▶ Aim of the task
In the data below, edit the lines starting at the one that contains "Confirm that each instance of the woman's long" and ending at the one that contains "[[1070, 78], [797, 298]]". Replace "dark hair" with "black hair", leave everything else unchanged, and return only those lines.

▶ Records for the exercise
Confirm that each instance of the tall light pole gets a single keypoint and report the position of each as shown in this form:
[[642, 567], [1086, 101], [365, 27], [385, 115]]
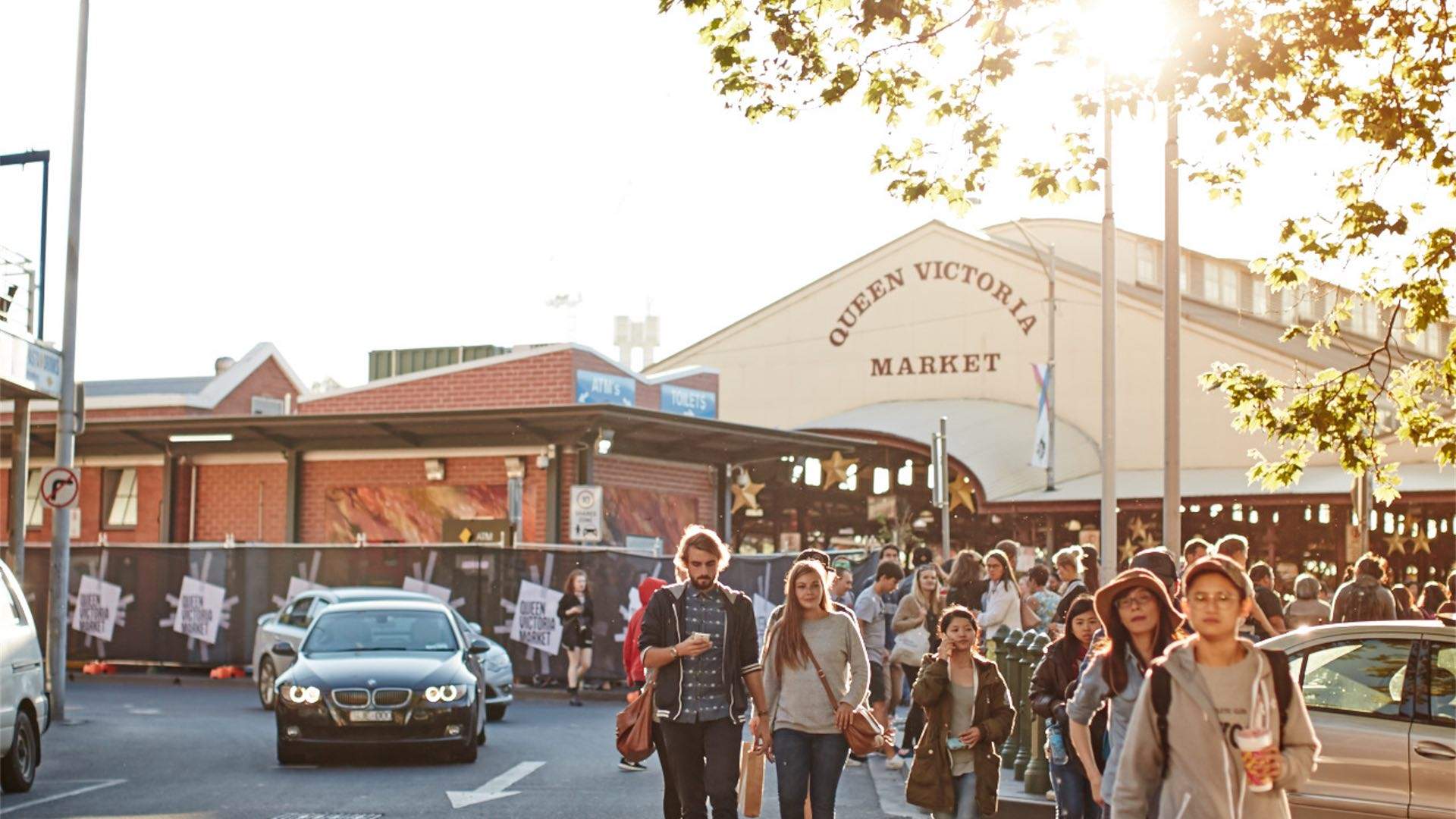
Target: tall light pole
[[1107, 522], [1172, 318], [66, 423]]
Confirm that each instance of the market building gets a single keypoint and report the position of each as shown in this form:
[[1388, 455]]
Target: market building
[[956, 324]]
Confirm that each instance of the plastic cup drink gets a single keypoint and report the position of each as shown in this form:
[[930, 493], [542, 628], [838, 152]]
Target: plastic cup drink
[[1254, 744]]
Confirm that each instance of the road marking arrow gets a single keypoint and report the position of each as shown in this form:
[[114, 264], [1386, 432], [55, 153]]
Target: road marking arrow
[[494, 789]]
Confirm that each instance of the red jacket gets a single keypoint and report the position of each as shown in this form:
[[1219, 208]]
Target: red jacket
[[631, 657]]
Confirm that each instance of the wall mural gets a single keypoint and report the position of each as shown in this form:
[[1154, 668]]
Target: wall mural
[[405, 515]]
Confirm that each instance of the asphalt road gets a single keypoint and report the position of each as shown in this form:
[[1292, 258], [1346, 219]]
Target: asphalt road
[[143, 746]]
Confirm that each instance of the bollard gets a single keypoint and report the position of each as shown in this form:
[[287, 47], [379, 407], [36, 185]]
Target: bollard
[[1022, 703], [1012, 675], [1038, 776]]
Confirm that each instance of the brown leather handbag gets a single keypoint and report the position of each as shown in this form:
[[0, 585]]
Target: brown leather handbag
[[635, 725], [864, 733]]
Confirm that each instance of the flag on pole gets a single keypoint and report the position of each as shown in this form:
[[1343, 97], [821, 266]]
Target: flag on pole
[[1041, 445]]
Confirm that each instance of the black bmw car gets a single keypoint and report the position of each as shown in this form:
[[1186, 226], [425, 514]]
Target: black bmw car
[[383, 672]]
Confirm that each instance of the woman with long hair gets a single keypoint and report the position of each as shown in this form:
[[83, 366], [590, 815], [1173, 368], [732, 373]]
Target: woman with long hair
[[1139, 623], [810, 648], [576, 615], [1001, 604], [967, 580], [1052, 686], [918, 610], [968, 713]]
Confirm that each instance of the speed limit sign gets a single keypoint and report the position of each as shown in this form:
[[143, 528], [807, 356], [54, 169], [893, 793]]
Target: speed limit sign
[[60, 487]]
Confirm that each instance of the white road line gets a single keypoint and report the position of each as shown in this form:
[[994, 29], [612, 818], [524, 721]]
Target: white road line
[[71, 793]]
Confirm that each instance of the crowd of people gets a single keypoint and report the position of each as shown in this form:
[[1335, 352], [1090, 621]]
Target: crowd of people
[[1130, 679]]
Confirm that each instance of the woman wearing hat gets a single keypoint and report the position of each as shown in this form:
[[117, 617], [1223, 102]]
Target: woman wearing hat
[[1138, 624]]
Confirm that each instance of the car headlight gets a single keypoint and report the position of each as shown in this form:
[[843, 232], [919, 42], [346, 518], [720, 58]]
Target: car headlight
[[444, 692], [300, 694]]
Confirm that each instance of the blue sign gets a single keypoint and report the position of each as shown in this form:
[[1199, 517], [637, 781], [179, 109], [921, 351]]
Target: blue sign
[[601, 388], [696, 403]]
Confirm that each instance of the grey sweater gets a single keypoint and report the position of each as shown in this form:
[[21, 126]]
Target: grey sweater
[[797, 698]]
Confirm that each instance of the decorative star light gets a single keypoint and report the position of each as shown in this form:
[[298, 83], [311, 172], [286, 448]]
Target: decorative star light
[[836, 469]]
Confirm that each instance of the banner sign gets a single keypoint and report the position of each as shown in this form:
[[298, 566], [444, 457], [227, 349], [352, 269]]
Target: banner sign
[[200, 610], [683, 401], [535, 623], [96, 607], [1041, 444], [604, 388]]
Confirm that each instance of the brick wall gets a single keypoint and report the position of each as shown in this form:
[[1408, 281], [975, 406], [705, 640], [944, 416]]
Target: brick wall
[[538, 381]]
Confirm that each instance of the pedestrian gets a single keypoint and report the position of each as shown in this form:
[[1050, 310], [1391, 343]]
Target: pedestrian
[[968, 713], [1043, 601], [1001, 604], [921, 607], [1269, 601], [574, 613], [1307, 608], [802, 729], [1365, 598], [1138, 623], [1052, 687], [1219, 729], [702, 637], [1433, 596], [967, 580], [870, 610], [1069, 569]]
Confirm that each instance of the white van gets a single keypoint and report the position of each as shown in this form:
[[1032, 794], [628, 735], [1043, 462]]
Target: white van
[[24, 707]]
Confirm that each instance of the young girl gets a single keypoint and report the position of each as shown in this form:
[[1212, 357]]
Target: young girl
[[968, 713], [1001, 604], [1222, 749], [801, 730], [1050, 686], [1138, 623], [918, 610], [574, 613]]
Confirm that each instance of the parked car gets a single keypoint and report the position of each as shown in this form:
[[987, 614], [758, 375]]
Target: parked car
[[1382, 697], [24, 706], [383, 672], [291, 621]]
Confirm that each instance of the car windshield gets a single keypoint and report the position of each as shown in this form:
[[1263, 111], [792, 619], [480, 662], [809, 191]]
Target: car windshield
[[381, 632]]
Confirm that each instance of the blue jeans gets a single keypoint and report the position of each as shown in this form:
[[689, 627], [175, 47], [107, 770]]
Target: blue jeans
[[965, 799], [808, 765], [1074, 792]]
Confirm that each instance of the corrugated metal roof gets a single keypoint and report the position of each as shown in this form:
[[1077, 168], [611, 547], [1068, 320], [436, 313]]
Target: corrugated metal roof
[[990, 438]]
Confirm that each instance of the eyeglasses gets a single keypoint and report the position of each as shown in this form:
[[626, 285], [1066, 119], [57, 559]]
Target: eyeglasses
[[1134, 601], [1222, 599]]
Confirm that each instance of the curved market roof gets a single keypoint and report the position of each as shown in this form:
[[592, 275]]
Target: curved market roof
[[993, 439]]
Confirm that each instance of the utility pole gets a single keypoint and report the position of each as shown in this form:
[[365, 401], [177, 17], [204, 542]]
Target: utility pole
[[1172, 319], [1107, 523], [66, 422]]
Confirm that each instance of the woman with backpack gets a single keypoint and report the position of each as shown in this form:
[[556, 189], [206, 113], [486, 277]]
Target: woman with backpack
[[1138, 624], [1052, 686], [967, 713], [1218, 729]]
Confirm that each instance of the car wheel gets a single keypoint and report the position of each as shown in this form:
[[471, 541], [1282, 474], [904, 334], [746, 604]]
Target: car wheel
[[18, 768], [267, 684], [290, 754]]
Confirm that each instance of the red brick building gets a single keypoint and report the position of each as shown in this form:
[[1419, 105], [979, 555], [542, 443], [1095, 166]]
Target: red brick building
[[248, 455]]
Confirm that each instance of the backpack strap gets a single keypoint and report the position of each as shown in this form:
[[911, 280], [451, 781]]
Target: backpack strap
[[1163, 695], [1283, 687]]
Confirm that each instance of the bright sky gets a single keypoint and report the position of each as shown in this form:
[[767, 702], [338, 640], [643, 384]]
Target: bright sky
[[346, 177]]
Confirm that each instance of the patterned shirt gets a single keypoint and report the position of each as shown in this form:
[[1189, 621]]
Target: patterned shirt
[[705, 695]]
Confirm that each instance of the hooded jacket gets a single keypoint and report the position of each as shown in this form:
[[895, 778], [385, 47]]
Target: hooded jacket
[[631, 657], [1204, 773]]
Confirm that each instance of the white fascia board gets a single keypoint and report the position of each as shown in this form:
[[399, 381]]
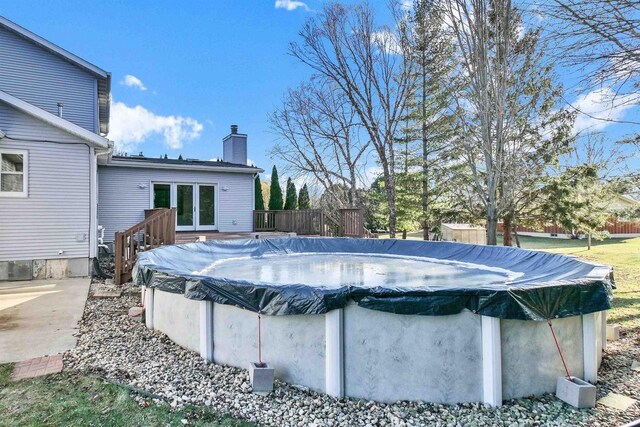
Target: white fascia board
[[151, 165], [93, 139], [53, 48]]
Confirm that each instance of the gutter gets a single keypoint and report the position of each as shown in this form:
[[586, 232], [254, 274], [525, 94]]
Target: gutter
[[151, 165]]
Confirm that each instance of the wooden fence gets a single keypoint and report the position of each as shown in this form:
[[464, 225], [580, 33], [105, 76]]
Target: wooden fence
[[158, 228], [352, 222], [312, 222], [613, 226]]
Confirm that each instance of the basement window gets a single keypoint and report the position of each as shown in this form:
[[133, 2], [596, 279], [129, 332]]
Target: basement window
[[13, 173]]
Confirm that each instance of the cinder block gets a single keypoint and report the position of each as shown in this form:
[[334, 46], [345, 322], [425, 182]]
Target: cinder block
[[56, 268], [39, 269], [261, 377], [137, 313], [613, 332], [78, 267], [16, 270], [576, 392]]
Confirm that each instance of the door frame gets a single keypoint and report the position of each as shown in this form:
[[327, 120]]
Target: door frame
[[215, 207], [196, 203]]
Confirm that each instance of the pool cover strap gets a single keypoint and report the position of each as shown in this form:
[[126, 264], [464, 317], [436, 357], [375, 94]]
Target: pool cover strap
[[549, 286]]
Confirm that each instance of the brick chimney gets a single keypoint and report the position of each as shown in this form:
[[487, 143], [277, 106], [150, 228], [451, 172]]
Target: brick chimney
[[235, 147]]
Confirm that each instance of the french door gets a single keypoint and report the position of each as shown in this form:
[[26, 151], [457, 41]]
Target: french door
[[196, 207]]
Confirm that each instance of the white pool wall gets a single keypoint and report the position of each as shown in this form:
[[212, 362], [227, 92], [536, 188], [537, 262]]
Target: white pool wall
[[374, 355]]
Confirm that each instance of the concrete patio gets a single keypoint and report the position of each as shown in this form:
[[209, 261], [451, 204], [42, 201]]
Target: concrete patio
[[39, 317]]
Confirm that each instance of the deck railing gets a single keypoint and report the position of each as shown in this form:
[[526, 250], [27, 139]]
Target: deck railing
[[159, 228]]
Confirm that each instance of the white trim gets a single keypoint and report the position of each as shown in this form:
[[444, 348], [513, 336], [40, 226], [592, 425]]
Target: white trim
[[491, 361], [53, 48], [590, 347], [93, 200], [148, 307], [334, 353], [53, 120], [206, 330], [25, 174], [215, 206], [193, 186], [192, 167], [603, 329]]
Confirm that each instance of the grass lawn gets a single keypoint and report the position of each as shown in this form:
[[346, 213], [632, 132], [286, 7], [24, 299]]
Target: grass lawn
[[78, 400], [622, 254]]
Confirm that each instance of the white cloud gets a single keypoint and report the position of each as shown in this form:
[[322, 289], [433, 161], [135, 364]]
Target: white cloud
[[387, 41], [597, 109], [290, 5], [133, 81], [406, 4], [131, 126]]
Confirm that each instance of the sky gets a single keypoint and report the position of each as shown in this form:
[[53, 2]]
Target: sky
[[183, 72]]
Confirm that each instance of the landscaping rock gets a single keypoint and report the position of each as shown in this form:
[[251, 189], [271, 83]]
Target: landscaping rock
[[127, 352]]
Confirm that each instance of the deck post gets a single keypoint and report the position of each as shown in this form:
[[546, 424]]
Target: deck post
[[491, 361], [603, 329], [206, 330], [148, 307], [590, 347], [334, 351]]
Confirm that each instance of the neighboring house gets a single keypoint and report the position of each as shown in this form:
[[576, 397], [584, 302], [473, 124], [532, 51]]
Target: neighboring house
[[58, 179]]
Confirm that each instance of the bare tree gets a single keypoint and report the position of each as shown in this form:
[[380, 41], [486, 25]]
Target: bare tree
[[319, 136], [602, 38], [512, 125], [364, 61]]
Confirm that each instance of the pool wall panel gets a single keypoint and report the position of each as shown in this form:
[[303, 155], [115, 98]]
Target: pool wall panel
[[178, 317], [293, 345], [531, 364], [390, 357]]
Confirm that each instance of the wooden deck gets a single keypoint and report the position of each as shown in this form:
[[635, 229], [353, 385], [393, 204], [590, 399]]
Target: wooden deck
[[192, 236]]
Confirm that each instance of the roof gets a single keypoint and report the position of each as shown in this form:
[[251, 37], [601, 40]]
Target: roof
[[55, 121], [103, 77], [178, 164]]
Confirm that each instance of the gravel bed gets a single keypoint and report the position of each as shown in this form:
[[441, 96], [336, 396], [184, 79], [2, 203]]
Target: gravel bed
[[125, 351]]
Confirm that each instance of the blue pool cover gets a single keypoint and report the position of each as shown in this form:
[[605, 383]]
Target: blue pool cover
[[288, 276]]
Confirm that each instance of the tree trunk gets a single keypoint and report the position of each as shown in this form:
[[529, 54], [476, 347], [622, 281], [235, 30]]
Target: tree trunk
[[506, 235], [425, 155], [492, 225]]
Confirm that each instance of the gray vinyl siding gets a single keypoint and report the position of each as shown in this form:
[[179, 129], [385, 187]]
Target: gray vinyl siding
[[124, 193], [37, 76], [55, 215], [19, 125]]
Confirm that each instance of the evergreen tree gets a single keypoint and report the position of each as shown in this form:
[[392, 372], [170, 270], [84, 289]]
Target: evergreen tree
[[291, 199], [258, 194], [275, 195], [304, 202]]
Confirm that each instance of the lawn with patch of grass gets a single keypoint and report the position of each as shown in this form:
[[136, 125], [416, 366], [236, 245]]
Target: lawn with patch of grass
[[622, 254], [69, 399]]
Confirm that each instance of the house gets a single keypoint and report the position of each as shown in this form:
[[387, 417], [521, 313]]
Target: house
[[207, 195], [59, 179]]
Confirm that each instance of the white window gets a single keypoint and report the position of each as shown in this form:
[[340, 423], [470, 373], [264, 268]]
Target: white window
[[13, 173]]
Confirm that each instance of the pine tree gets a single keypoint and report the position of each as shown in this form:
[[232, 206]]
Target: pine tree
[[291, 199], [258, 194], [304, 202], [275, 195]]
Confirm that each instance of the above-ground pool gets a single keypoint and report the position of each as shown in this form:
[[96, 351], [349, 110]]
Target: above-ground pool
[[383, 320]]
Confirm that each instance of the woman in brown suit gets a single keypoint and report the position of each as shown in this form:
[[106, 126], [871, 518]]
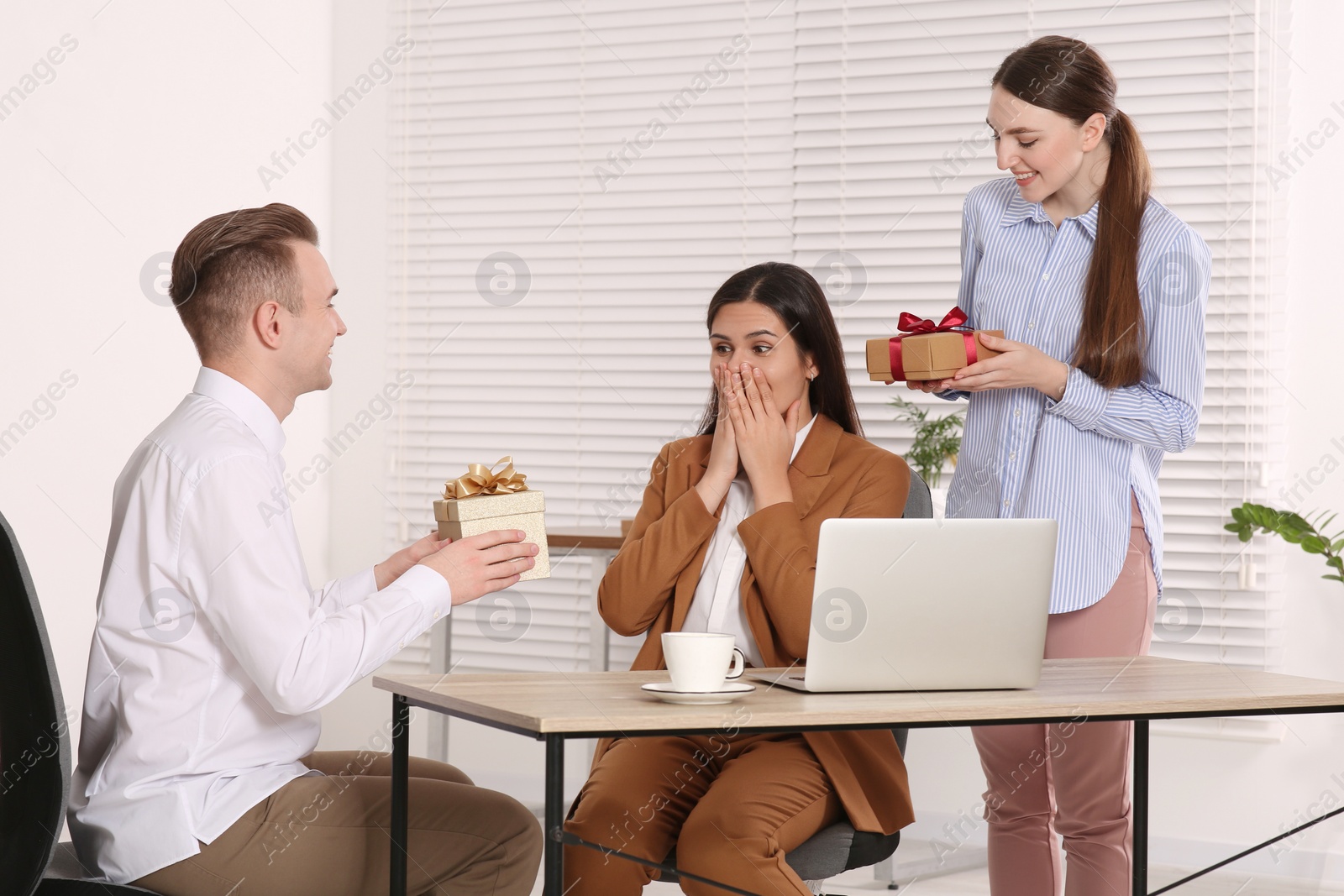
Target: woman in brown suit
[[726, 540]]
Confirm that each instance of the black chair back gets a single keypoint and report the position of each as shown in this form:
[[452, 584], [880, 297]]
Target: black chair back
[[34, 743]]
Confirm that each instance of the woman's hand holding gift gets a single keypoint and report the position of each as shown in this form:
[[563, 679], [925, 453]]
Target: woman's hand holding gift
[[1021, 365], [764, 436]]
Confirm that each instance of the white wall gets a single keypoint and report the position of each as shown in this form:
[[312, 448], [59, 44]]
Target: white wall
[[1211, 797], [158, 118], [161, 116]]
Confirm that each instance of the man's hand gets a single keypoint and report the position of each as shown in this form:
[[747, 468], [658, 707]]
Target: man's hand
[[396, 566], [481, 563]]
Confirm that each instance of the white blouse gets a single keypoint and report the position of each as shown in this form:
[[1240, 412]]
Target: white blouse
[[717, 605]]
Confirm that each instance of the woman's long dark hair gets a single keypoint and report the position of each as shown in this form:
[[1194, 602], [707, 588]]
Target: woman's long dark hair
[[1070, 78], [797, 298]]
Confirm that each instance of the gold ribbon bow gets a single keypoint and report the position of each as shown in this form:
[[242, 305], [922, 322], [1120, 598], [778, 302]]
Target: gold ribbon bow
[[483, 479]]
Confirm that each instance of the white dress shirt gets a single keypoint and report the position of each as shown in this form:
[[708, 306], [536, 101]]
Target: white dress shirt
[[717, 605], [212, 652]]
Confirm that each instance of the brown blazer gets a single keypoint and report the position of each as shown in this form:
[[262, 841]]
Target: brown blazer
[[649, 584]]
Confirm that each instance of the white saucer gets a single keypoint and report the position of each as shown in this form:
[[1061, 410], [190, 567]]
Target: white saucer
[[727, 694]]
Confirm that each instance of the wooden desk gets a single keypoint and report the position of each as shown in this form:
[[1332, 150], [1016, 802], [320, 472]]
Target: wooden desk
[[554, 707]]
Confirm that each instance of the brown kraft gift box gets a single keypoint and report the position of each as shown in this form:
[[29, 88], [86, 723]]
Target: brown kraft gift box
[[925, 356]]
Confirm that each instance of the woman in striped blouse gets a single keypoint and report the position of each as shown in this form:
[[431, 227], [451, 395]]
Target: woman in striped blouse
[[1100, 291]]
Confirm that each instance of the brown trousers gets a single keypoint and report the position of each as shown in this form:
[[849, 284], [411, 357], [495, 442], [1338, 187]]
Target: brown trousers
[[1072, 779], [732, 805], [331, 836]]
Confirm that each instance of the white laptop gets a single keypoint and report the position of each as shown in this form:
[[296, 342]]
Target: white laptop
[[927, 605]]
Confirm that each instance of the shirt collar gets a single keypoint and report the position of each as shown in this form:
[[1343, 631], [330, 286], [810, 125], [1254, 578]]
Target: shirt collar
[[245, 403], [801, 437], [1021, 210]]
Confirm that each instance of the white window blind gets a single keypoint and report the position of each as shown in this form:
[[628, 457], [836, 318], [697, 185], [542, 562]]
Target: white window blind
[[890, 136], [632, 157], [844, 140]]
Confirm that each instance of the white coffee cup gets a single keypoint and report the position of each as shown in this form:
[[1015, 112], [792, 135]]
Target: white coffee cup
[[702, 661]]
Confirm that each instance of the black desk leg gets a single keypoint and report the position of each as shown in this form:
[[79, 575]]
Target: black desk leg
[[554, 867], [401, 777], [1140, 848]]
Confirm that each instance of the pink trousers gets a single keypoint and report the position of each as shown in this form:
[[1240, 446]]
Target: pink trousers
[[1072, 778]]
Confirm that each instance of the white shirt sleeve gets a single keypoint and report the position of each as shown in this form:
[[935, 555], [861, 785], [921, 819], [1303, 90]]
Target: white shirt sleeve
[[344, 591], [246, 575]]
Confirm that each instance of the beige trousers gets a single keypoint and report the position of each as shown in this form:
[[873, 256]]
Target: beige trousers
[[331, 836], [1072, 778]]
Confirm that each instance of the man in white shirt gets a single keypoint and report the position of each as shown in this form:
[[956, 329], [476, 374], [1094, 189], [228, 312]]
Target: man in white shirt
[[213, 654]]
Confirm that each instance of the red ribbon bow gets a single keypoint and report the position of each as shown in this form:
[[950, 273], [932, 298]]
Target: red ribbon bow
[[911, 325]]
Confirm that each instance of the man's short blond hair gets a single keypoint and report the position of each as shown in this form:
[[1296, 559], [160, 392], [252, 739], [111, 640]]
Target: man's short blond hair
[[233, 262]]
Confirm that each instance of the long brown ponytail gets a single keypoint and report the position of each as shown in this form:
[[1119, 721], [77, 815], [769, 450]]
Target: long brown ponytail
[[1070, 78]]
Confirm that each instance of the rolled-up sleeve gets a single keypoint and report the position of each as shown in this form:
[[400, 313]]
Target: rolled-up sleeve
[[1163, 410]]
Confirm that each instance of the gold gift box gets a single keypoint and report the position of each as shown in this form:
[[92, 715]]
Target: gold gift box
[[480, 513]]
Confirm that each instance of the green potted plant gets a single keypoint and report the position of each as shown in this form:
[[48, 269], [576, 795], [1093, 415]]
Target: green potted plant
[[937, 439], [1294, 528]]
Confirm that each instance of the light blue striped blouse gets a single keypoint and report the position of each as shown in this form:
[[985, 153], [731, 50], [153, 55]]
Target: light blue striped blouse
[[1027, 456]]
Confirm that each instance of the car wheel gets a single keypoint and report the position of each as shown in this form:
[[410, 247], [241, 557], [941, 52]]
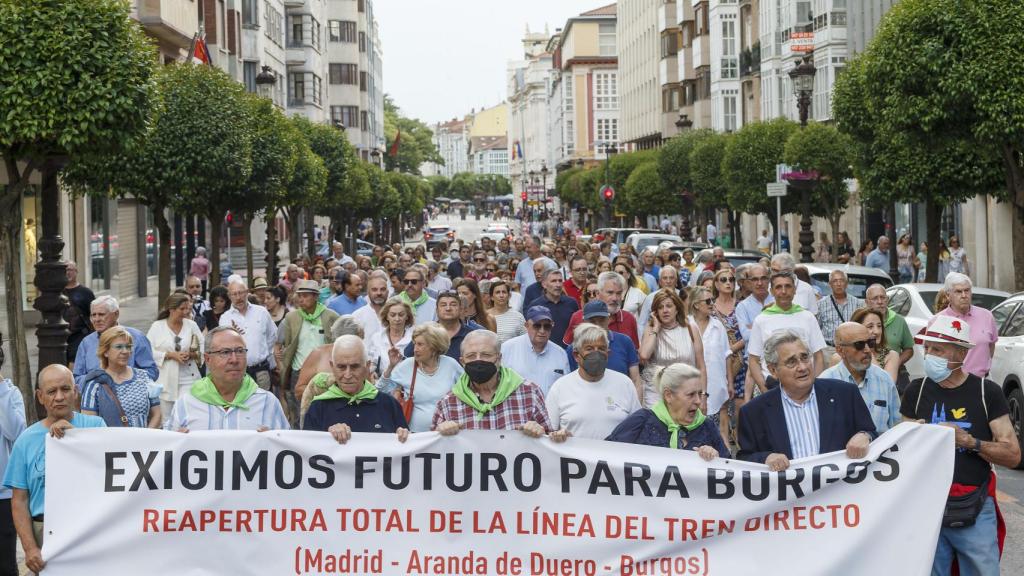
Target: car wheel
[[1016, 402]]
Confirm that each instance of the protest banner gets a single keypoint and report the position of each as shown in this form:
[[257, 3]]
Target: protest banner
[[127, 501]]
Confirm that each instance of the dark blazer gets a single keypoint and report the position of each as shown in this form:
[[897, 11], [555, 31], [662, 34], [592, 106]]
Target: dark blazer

▶ Response
Confirm that each instance of the woman's long black hair gets a single keypoint and report the position of each as shown in this form:
[[1194, 602], [707, 588]]
Target: woman's long black hair
[[1070, 78], [797, 298]]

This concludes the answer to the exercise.